§ Data provided

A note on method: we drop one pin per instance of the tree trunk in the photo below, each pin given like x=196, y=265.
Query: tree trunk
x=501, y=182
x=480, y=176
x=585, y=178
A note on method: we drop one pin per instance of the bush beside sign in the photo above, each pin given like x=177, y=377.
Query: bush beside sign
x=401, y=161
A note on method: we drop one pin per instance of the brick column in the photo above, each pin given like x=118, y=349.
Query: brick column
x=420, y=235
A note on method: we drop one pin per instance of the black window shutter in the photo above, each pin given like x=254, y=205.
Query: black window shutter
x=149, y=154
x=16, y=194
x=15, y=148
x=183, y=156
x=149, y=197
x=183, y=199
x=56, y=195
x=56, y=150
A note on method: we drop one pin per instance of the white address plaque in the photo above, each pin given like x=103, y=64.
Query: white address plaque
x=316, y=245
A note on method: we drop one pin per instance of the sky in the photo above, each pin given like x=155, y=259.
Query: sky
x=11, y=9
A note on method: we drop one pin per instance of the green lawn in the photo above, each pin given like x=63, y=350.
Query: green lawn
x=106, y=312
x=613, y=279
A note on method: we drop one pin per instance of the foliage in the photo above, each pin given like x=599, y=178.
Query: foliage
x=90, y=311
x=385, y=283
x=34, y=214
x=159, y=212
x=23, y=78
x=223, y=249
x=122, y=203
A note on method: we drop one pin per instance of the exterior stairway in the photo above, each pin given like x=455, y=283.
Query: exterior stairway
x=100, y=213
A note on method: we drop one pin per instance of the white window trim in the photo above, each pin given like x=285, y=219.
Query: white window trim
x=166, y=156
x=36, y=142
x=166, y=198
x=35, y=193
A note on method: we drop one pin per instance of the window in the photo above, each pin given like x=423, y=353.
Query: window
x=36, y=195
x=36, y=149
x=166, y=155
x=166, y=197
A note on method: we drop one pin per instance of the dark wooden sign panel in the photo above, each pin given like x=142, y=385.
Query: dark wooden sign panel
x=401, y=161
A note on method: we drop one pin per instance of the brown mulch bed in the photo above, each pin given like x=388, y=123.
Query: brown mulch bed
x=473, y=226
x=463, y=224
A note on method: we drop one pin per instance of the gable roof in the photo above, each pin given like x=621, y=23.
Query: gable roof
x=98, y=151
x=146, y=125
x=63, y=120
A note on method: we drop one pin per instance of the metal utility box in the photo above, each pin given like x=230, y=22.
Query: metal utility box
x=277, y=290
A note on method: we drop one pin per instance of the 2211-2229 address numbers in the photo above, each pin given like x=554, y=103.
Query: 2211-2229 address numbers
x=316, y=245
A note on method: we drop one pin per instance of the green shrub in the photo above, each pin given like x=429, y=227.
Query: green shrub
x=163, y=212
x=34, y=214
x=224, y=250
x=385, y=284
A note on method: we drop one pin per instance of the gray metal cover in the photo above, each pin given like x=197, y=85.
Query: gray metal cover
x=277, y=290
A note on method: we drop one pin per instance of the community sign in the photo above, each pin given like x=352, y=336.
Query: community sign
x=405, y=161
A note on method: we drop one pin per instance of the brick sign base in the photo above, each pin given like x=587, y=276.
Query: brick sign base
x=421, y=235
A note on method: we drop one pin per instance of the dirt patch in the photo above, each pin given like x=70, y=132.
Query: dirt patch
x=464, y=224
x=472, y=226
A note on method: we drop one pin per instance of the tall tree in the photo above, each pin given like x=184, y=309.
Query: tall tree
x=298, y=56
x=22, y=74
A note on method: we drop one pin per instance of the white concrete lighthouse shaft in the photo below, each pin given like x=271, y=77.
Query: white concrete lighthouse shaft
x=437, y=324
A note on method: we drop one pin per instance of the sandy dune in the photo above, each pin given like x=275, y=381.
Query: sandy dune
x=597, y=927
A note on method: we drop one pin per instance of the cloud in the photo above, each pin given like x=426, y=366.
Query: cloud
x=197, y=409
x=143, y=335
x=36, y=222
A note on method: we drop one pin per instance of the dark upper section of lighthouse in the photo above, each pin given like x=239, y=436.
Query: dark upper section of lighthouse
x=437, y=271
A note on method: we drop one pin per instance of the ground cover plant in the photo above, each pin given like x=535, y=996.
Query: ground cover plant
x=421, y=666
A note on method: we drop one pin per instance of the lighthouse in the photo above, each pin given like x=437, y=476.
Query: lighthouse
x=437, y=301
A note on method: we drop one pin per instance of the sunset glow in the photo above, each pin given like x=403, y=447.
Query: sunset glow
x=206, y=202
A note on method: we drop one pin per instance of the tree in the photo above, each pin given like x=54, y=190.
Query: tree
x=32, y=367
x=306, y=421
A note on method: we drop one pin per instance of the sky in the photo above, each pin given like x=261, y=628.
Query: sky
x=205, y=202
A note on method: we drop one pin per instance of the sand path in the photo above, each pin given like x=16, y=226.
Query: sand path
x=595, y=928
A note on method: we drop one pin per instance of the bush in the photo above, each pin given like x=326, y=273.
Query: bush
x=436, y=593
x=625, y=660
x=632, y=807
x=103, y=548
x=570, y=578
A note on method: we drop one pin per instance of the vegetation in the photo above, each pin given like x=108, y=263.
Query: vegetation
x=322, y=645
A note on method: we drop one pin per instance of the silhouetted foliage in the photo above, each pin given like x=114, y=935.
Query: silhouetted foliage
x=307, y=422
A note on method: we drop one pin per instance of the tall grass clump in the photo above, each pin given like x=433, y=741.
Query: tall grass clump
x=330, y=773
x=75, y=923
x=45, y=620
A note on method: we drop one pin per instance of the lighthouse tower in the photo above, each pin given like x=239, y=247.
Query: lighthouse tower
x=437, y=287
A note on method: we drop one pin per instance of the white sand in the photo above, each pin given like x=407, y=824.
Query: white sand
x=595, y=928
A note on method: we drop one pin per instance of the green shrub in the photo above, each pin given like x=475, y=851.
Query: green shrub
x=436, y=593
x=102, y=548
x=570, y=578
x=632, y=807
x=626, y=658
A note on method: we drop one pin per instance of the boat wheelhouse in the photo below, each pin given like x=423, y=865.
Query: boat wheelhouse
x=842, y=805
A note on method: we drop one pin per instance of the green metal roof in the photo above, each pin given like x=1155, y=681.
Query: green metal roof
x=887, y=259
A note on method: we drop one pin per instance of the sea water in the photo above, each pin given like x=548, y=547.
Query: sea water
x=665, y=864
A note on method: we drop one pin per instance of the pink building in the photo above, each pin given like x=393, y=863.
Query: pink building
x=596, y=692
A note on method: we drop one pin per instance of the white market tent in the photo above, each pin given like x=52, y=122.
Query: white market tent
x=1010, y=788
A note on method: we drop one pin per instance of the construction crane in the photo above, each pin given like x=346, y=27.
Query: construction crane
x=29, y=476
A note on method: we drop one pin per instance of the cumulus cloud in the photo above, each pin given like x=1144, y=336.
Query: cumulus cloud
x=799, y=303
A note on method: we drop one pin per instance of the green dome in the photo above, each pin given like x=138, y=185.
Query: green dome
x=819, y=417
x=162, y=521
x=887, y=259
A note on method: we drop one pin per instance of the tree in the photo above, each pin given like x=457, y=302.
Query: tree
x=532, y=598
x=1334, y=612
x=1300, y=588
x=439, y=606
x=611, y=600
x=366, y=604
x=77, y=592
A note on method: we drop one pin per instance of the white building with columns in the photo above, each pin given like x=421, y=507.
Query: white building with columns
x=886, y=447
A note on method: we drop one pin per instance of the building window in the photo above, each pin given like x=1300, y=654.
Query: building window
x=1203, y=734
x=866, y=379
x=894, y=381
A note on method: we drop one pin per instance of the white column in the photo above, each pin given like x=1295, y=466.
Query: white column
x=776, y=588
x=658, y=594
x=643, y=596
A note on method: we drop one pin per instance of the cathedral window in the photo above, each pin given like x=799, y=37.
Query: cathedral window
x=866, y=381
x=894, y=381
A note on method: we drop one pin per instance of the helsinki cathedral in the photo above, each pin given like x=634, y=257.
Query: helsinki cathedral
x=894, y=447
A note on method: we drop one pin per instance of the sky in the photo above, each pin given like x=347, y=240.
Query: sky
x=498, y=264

§ Task brief
Locate "like x=1295, y=466." in the material, then quote the line that contains it and all lines after it through the final one.

§ Finished exercise
A note on method: we drop one pin per instance of the white column in the photo above, each pin given like x=1295, y=466.
Query: white column
x=776, y=588
x=658, y=594
x=643, y=596
A note on method: we drop one pin per instance of the cathedral window in the photo above, each pin given like x=799, y=37.
Query: cathedral window
x=866, y=381
x=894, y=381
A note on method: we drop one pin per instance of the helsinki cathedral in the photo above, each pin given like x=634, y=257.
Query: helsinki cathedral
x=894, y=447
A note on method: we drop one pin per instance of the sky in the photo above, each pin given like x=347, y=240.
Query: sky
x=498, y=264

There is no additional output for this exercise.